* [TAREFA] Diga se cada afirmação abaixo está de acordo com o texto sobre o manicômio de Barbacena, respondendo sim ou não e citando literalmente as palavras do texto que decidem a questão: (a) Luiz Alfredo era fotógrafo da revista O Cruzeiro. (b) O manicômio ficava no estado do Rio de Janeiro. (c) Nas banheiras coletivas havia água limpa.

Sexta-feira, 12 de julho de 2013 - 09h44
“Milhares de mulheres e homens sujos, de cabelos desgrenhados e corpos esquálidos cercaram os jornalistas. (...) Os homens vestiam uniformes esfarrapados, tinham as cabeças raspadas e pés descalços. Muitos, porém, estavam nus. Luiz Alfredo viu um deles se agachar e beber água do esgoto que jorrava sobre o pátio. Nas banheiras coletivas havia fezes e urina no lugar de água. Ainda no pátio, ele presenciou o momento em que carnes eram cortadas no chão. O cheiro era detestável, assim como o ambiente, pois os urubus espreitavam a todo instante”. A situação acima foi presenciada pelo fotógrafo Luiz Alfredo da extinta revista O Cruzeiro em 1961 e está descrita no livro-reportagem Holocausto Brasileiro, da editora Geração Editorial, que acaba de chegar às livrarias de todo o País. Ainda que tenha semelhanças com um campo de concentração nazista, o caso aconteceu em um manicômio na cidade de Barbacena, Minas Gerais, onde ocorreu um genocídio de pelo menos 60 mil pessoas entre 1903 e 1980[1].
Este é um exemplo simples, uma conexão mínima com a violência institucional – de alguma forma patrocinada pelo Poder Público – e que, historicamente, vem tornando a sociedade brasileira extremamente violenta. A tradição, a história, a cultura, as estruturas de poder, as instituições – salvo raríssimas exceções – são produtoras de relações sociais com base na violência, na degeneração social.
Em nome de alguma bondade, quanta violência foi praticada?
Quantos pulgueiros desses ainda existem pelo país afora?
Há “médicos” psiquiatras que ainda receitam choques elétricos para pacientes com distúrbios mentais. Alegam que os resultados são imediatos – o que é bastante óbvio, uma vez que fritam suas poucas emoções. Em outros casos, serventes públicos deixam os “pacientes” fumarem à vontade, porque se sentem mais seguros. Além da violência em si, o fato agravado é a vocação violenta que dá forma ao Estado. O ponto fulcral da violência são as estruturas públicas, os poderes oficiais, a mentalidade elitista, exclusivista, a clivagem moral que separa os pobres dos ricos diante do oficialesco.
Há uma deturpação tão grande nas hostes do poder e na condução da pseudocientificidade que dirige o Estado brasileiro, que o próprio Estado age como se fosse um boneco de posto, dependendo da condição de amizade ou inimizade política que o indivíduo ofereça. Por isso, na realidade política, esta clivagem moral acarreta no Estado um comportamento, uma patologia que se assemelha à doença mental.

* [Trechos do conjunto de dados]
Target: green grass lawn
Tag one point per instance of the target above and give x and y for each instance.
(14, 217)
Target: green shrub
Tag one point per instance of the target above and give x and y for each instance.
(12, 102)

* [RESPOSTA]
(a) Sim: “fotógrafo Luiz Alfredo da extinta revista O Cruzeiro”.
(b) Não: “em um manicômio na cidade de Barbacena, Minas Gerais”.
(c) Não: “Nas banheiras coletivas havia fezes e urina no lugar de água”.